PROBLEM REQUIREMENTS - Read through the entries below and return each line with the word "tire".
§ §
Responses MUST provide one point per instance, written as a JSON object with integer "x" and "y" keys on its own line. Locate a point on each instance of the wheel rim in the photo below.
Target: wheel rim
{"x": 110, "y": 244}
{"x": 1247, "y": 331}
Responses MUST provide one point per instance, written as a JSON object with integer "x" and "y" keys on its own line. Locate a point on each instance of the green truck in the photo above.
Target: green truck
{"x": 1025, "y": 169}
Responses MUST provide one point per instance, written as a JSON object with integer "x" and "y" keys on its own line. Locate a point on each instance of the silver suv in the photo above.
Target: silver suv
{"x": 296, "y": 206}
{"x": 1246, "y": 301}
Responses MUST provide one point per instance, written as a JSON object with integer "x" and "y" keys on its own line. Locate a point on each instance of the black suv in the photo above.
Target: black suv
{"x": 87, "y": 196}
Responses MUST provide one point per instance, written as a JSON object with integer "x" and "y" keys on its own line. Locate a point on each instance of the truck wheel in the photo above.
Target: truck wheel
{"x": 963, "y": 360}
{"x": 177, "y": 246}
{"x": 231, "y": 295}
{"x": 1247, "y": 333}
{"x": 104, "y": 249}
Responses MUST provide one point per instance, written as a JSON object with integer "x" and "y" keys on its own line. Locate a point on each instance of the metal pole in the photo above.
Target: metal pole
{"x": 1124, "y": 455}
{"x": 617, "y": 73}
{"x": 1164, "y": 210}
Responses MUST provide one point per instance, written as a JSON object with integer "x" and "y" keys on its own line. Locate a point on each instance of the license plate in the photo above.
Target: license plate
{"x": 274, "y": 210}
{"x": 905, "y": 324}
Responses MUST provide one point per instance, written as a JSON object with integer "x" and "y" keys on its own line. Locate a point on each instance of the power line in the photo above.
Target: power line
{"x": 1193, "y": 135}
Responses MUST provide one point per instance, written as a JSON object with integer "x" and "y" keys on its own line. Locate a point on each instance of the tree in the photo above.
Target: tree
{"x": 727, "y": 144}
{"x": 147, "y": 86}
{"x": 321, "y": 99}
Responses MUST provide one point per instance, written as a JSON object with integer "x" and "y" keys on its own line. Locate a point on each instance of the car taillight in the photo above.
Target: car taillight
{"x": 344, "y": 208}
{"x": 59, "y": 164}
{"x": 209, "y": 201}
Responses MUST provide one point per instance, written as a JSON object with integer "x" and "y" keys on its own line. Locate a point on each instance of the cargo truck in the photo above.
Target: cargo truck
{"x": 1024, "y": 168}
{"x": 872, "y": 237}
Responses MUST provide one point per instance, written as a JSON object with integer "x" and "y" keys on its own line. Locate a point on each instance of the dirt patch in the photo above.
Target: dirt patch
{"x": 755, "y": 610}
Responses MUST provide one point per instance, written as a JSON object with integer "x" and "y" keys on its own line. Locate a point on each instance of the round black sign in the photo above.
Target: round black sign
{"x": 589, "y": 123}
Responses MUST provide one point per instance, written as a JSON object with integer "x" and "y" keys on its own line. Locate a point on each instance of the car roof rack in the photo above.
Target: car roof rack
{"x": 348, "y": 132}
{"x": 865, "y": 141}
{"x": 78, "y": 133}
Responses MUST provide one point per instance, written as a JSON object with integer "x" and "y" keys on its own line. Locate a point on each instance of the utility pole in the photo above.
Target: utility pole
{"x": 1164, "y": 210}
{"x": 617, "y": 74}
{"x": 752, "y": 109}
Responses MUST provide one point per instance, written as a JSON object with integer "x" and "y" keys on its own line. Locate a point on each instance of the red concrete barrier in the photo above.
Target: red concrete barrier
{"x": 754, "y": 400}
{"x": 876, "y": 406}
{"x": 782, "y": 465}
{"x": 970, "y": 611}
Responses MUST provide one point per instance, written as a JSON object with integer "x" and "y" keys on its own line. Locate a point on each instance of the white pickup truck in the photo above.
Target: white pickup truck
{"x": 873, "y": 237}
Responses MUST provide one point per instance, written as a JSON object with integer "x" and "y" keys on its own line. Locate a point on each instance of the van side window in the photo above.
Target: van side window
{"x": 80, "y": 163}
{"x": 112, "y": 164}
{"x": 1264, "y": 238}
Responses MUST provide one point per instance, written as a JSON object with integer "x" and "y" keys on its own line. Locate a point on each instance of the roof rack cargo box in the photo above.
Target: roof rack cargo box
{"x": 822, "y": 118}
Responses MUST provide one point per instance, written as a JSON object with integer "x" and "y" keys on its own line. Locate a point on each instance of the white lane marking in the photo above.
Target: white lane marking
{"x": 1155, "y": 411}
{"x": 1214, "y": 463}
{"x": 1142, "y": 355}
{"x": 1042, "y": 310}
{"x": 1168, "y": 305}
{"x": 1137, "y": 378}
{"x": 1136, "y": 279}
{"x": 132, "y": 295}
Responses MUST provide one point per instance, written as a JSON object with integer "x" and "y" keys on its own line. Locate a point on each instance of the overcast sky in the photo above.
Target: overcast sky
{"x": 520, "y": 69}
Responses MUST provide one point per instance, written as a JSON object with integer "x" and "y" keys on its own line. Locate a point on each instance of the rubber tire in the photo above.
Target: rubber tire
§ §
SOLUTION TO THE EXERCISE -
Responses MUST provide one point per instance, written as a JSON object with integer "x" and "y" keys on its own line. Locate a point on each instance of the rubber tire in the photo above.
Target: rubber tire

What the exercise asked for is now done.